-- Start --
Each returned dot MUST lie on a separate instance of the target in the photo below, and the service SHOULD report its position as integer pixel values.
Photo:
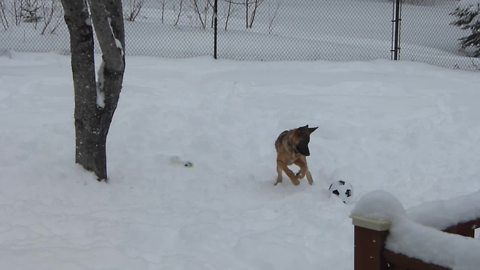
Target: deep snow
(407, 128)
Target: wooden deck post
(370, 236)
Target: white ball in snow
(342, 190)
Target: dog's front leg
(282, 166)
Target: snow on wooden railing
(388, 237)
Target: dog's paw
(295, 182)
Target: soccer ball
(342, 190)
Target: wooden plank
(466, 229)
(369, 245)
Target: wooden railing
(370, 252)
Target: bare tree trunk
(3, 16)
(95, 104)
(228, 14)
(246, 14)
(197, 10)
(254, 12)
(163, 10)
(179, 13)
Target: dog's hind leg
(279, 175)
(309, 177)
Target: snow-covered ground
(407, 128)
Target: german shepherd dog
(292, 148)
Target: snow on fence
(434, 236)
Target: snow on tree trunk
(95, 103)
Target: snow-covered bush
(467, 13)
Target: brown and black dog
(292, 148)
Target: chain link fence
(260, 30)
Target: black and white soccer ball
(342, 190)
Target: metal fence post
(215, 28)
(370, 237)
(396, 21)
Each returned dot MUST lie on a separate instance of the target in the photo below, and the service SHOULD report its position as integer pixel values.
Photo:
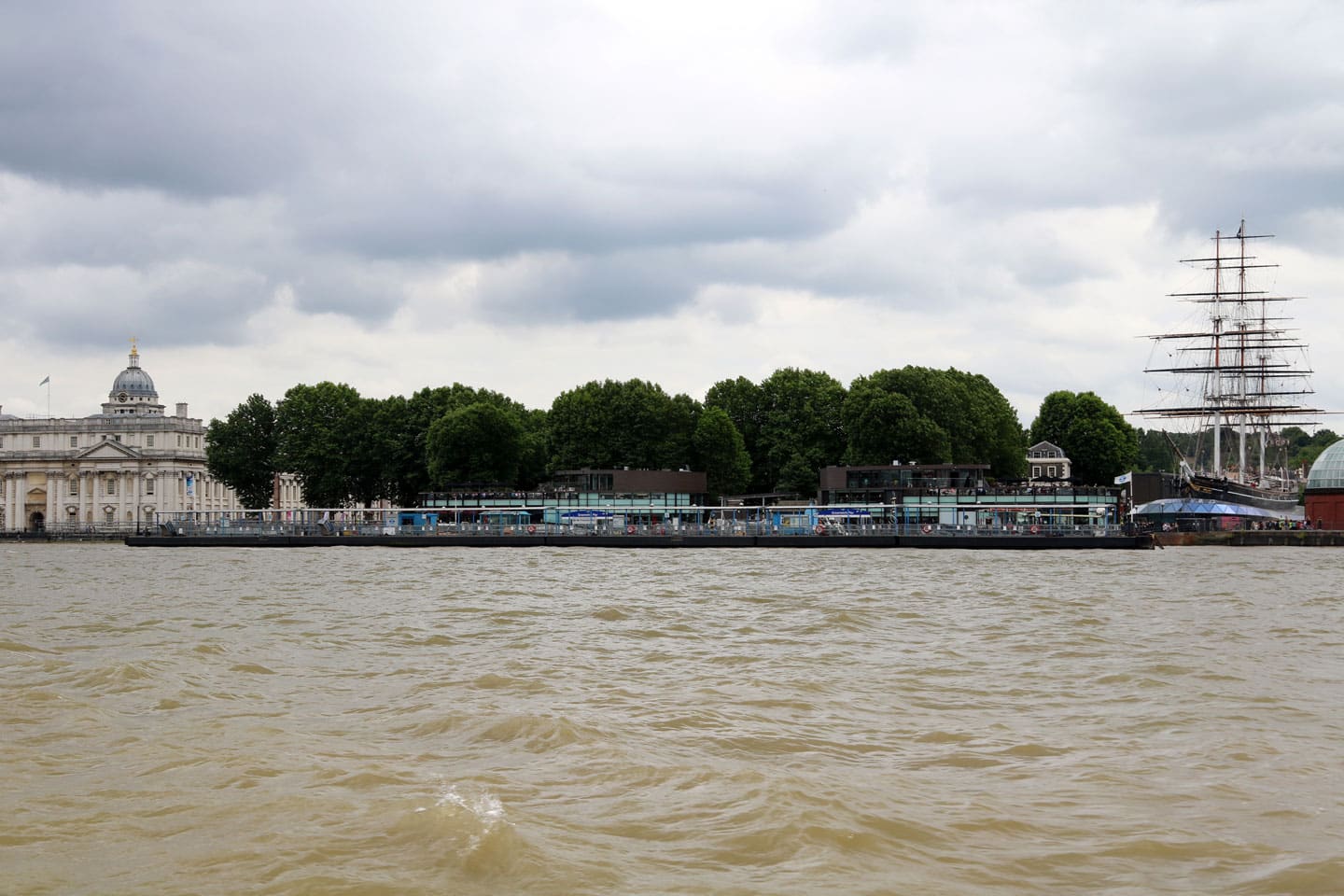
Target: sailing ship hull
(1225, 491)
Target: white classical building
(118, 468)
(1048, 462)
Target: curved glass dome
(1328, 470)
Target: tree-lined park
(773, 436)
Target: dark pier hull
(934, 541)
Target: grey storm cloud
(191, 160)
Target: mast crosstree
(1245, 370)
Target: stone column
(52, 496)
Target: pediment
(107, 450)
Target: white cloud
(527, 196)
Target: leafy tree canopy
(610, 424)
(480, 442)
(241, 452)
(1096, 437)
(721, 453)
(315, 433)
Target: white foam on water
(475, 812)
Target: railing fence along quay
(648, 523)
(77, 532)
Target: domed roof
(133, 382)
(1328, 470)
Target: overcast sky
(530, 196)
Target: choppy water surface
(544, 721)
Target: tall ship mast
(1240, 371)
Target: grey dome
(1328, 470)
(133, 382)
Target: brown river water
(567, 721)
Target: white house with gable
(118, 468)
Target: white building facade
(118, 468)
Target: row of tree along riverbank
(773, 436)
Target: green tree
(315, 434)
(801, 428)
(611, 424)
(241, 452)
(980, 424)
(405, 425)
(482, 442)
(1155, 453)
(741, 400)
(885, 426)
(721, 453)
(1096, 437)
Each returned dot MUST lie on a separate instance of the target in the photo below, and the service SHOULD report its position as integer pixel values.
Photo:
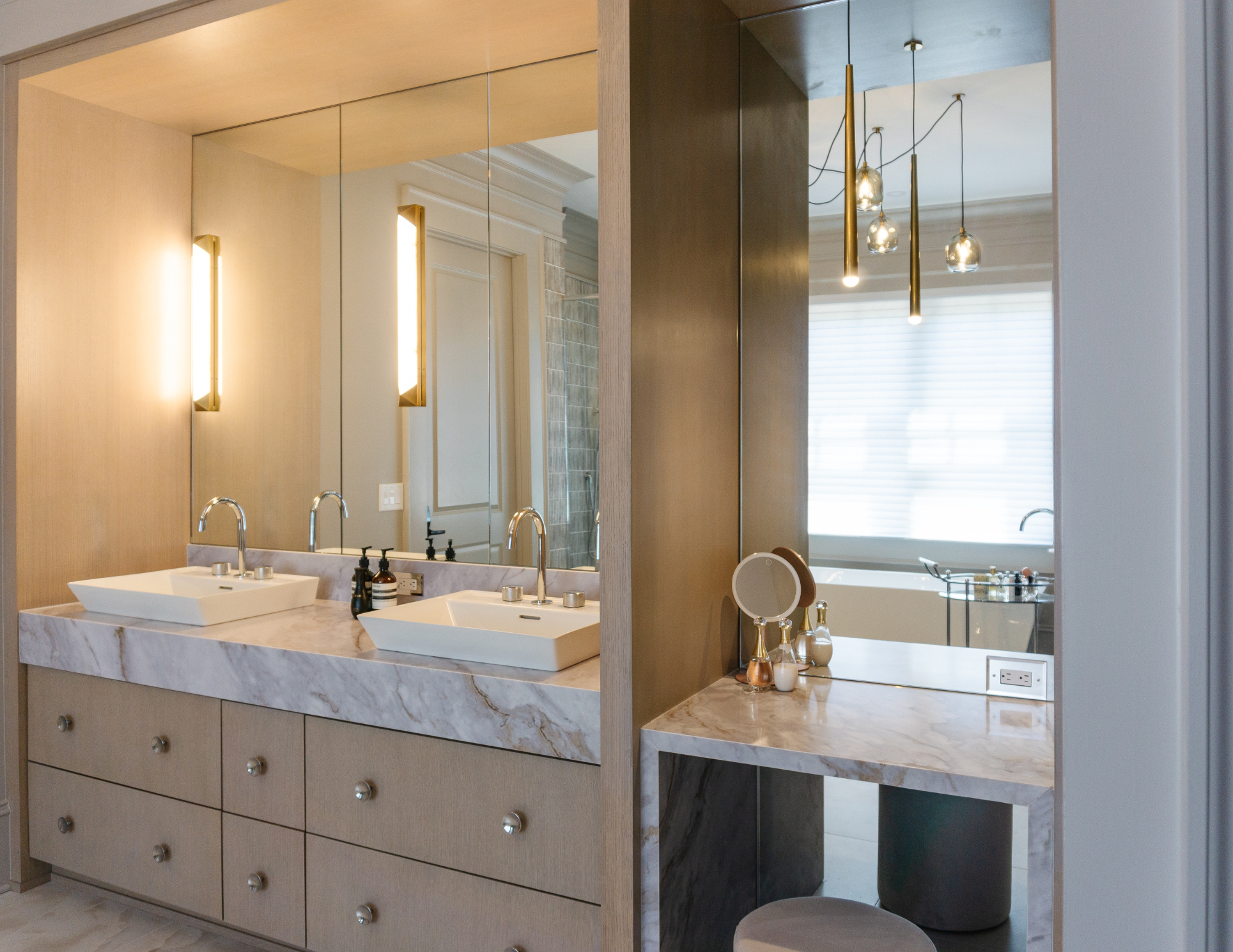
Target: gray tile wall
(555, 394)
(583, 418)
-- End --
Directions
Lay out every line of the entries above as a numbered list, skipping blank lines. Leave the pictures out of your answer.

Solution
1. Each returned dot MUST lie on a separate instance of the target in the photo below, and the service SHOULD report its position as integer pixel values.
2. Photo:
3. Target: deep snow
4. (407, 128)
5. Target: wooden deck post
6. (370, 236)
7. Target: white ball in snow
8. (342, 190)
9. Target: dog's front leg
10. (282, 166)
11. Target: snow on wooden railing
12. (388, 237)
13. Target: dog's paw
14. (295, 182)
15. Target: soccer ball
16. (342, 190)
17. Target: wooden plank
18. (466, 229)
19. (369, 245)
20. Target: wooden railing
21. (370, 252)
22. Target: bare tree trunk
23. (3, 16)
24. (95, 104)
25. (228, 14)
26. (246, 14)
27. (197, 10)
28. (254, 12)
29. (163, 10)
30. (179, 13)
31. Target: dog's hind leg
32. (279, 175)
33. (309, 177)
34. Target: snow-covered ground
35. (407, 128)
36. Target: german shepherd dog
37. (292, 148)
38. Target: snow on fence
39. (434, 236)
40. Target: snow on tree trunk
41. (95, 103)
42. Target: snow-covered bush
43. (467, 13)
44. Target: brown and black dog
45. (292, 148)
46. Target: chain link fence
47. (260, 30)
48. Target: black and white soccer ball
49. (342, 190)
50. Target: metal fence post
51. (215, 28)
52. (370, 237)
53. (396, 21)
54. Each returned dot MUST lie on a separate instance of the target in the photo below, and the service SHOULD report its position as integer pixel values.
55. Photo:
56. Target: sailing ship hull
57. (1225, 491)
58. Target: white classical building
59. (118, 468)
60. (1048, 462)
61. Target: curved glass dome
62. (1328, 470)
63. Target: tree-lined park
64. (773, 436)
65. Target: dark pier hull
66. (934, 541)
67. Target: grey storm cloud
68. (191, 160)
69. Target: mast crosstree
70. (1245, 370)
71. Target: stone column
72. (52, 496)
73. Target: pediment
74. (107, 450)
75. Target: white cloud
76. (527, 196)
77. Target: leafy tree canopy
78. (610, 424)
79. (480, 442)
80. (241, 452)
81. (1096, 437)
82. (721, 453)
83. (315, 433)
84. Target: white foam on water
85. (475, 812)
86. Target: railing fence along quay
87. (648, 523)
88. (77, 532)
89. Target: domed roof
90. (133, 382)
91. (1328, 470)
92. Target: overcast sky
93. (530, 196)
94. Target: choppy water surface
95. (544, 721)
96. Target: tall ship mast
97. (1240, 371)
98. Target: grey dome
99. (1328, 470)
100. (133, 382)
101. Target: brown river water
102. (567, 721)
103. Target: white house with gable
104. (118, 468)
105. Target: white building facade
106. (118, 468)
107. Target: row of tree along riverbank
108. (773, 436)
109. Target: green tree
110. (315, 434)
111. (801, 428)
112. (611, 424)
113. (241, 452)
114. (980, 424)
115. (405, 425)
116. (482, 442)
117. (1155, 453)
118. (741, 400)
119. (885, 426)
120. (721, 453)
121. (1096, 437)
122. Each returned dot MUST lie on a separate instance of the target in the photo below, and the service SHOULD report its position as integer pixel values.
123. Photo:
124. Target: gray tile wall
125. (555, 394)
126. (583, 418)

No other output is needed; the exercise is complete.